• **What the task asks**: Copy out the lines between the one holding "Target: orange boom section" and the one holding "(1212, 711)", inclusive, with the requests unchanged. In the answers, shift every x and y coordinate by -130.

• **Material to process**:
--- --- ---

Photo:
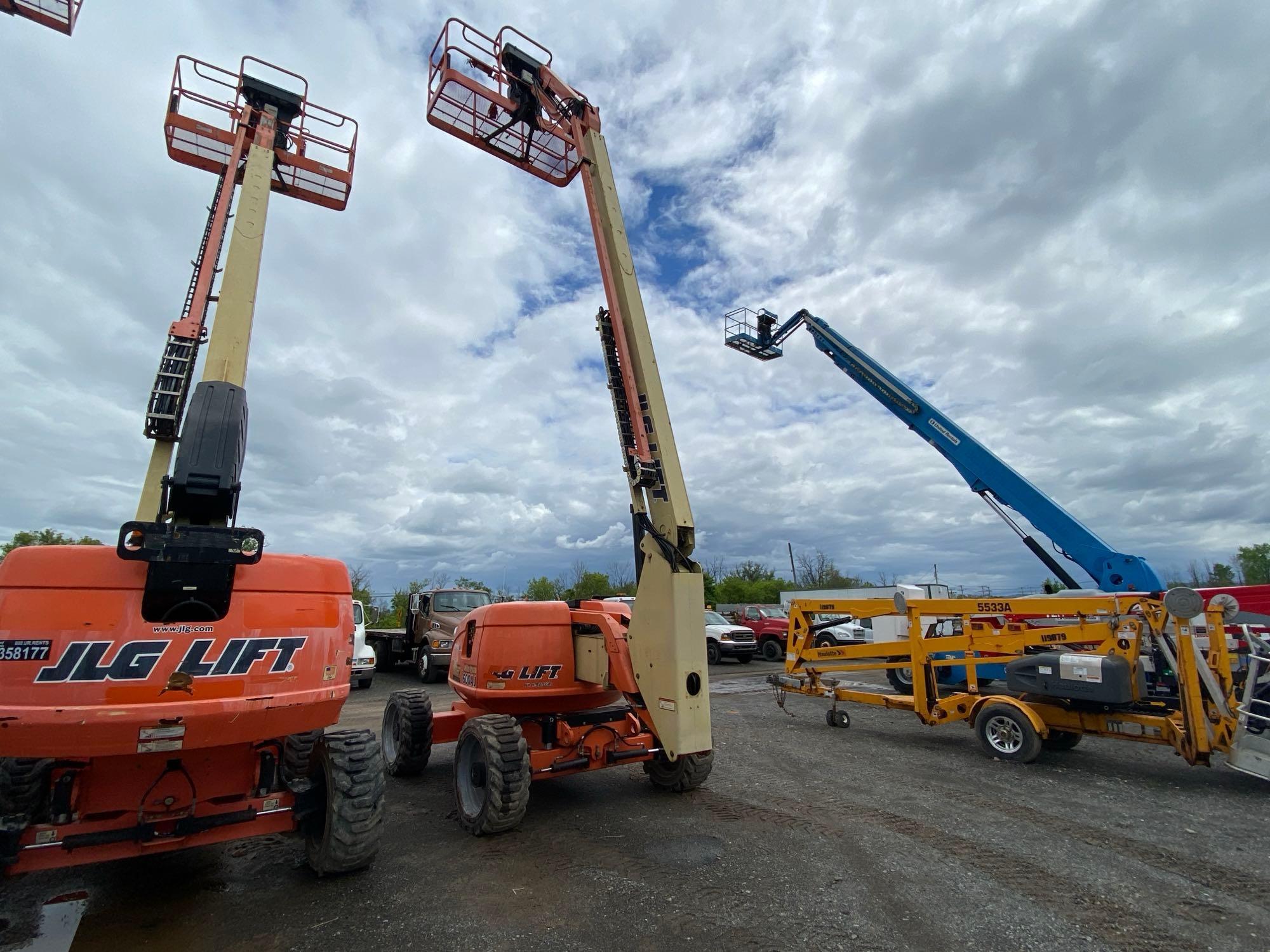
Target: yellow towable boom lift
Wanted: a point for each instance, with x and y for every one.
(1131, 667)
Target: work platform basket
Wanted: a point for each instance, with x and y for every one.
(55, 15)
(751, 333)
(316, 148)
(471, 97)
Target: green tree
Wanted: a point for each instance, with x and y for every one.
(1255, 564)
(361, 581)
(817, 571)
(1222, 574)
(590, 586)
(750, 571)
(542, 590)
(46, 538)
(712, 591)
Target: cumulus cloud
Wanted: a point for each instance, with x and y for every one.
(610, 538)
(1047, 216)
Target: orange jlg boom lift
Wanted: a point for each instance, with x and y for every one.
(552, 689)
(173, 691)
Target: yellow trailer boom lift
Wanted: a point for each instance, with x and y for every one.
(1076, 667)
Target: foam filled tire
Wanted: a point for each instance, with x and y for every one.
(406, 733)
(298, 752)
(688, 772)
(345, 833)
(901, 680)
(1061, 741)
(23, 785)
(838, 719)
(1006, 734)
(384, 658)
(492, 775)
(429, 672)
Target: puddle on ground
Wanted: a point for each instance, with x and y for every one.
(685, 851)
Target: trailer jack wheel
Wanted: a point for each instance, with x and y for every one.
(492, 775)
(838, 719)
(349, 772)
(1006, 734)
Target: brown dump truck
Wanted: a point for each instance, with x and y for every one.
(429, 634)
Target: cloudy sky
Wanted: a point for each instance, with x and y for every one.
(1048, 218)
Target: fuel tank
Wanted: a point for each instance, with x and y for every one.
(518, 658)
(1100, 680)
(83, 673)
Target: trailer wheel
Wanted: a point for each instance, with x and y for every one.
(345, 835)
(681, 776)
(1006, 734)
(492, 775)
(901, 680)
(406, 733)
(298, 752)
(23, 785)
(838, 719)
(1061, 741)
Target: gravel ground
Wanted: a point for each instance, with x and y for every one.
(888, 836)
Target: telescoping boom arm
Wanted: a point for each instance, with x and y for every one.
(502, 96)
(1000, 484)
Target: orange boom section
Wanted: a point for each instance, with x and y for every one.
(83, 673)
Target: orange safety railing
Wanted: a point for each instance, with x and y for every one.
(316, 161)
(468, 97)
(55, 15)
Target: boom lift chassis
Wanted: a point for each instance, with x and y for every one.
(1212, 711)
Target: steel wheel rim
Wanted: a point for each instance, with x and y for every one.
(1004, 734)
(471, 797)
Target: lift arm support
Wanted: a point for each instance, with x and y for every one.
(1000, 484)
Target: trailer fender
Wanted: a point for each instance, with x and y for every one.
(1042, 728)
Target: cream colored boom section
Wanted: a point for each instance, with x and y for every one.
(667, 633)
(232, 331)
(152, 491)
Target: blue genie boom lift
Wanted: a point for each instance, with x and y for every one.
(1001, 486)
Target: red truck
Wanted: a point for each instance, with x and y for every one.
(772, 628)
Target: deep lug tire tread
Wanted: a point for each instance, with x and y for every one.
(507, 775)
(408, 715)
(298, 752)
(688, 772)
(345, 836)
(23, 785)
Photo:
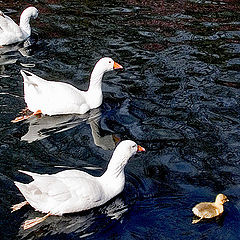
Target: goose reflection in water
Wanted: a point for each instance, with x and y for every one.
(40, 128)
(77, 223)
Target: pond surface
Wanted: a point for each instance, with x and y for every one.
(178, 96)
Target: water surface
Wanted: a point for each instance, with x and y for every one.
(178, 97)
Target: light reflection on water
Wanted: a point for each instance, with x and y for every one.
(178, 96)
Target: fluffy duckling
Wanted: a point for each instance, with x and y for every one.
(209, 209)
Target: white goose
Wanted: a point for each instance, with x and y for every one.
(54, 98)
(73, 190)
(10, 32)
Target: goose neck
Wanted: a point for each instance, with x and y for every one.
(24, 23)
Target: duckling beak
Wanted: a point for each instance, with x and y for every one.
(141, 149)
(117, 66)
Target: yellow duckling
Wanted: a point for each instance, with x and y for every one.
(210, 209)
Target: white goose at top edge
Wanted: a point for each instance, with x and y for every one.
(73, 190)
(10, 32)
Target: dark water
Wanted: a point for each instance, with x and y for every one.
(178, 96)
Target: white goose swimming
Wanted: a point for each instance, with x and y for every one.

--- --- ---

• **Written reply**:
Target: orange boom section
Wanted: a point for each instance, with x and y for every one.
(-47, 543)
Target: orange safety railing
Wanted: a point for each instance, with x and y for every one.
(186, 31)
(338, -33)
(-75, -115)
Target: boom lift chassis
Wanted: a point for each instance, with x and y for every one.
(1082, 581)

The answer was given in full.